**How to complete this task:** Copy out every entry precisely.

[Collected data]

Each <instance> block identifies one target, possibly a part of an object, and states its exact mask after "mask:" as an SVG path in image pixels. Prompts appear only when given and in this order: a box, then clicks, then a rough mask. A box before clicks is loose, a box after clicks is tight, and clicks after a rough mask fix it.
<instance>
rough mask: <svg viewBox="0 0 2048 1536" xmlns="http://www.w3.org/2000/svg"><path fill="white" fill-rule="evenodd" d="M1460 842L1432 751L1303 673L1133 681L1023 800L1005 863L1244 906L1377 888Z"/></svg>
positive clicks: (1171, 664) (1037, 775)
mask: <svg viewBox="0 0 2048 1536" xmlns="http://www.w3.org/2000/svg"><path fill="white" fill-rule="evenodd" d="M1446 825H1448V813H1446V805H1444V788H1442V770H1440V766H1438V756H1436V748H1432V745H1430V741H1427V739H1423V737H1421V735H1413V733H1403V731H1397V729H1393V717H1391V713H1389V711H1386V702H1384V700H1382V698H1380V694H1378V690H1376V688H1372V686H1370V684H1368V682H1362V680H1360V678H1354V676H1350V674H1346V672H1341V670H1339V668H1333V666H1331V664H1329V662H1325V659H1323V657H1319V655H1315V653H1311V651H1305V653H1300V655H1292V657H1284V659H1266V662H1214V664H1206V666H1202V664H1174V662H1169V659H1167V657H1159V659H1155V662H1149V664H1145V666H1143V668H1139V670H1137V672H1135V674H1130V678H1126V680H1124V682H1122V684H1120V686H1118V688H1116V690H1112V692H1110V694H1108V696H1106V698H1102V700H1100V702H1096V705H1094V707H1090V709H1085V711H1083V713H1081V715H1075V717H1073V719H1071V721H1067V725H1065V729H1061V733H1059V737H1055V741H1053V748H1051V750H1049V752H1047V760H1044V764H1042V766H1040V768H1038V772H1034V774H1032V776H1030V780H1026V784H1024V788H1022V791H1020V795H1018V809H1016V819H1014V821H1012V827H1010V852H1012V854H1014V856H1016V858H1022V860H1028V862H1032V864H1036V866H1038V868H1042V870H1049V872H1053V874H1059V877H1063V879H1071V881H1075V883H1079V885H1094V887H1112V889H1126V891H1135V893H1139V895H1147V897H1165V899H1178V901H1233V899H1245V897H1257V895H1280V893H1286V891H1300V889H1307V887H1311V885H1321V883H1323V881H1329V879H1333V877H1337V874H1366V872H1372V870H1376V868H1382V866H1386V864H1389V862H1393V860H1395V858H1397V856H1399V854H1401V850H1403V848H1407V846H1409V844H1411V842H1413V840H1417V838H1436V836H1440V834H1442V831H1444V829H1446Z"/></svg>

**Your solution:**
Each <instance> block identifies one target, possibly a part of an object, and states its exact mask after "mask:" as an SVG path in image pixels. Prompts appear only when given and in this order: a box, then clicks, then a rough mask. A box before clicks is loose, a box after clicks is tight, and clicks after a rough mask fix it.
<instance>
rough mask: <svg viewBox="0 0 2048 1536" xmlns="http://www.w3.org/2000/svg"><path fill="white" fill-rule="evenodd" d="M1460 842L1432 751L1303 673L1133 681L1023 800L1005 863L1244 906L1377 888Z"/></svg>
positive clicks: (1171, 664) (1037, 775)
mask: <svg viewBox="0 0 2048 1536" xmlns="http://www.w3.org/2000/svg"><path fill="white" fill-rule="evenodd" d="M1446 825H1448V813H1446V805H1444V788H1442V770H1440V766H1438V756H1436V748H1432V745H1430V741H1427V739H1423V737H1421V735H1413V733H1403V731H1397V729H1393V717H1391V713H1389V711H1386V702H1384V700H1382V698H1380V694H1378V690H1376V688H1372V686H1370V684H1368V682H1362V680H1360V678H1354V676H1350V674H1346V672H1341V670H1339V668H1333V666H1331V664H1329V662H1325V659H1323V657H1319V655H1315V653H1311V651H1305V653H1300V655H1292V657H1284V659H1266V662H1214V664H1206V666H1202V664H1174V662H1169V659H1167V657H1159V659H1155V662H1149V664H1145V666H1143V668H1139V670H1137V672H1135V674H1130V678H1126V680H1124V682H1122V684H1120V686H1118V688H1116V690H1112V692H1110V694H1108V696H1106V698H1102V700H1100V702H1096V705H1094V707H1090V709H1085V711H1083V713H1081V715H1075V717H1073V719H1071V721H1067V725H1065V729H1061V733H1059V737H1055V741H1053V748H1051V750H1049V752H1047V760H1044V764H1042V766H1040V768H1038V772H1034V774H1032V776H1030V780H1026V784H1024V788H1022V791H1020V795H1018V809H1016V819H1014V821H1012V827H1010V852H1012V854H1014V856H1016V858H1022V860H1028V862H1032V864H1036V866H1038V868H1042V870H1049V872H1053V874H1059V877H1063V879H1071V881H1075V883H1079V885H1094V887H1112V889H1126V891H1135V893H1139V895H1147V897H1165V899H1178V901H1233V899H1245V897H1257V895H1280V893H1286V891H1300V889H1307V887H1311V885H1321V883H1323V881H1329V879H1333V877H1337V874H1366V872H1372V870H1376V868H1382V866H1386V864H1389V862H1393V860H1395V858H1397V856H1399V854H1401V850H1403V848H1407V846H1409V844H1411V842H1413V840H1417V838H1436V836H1440V834H1442V831H1444V829H1446Z"/></svg>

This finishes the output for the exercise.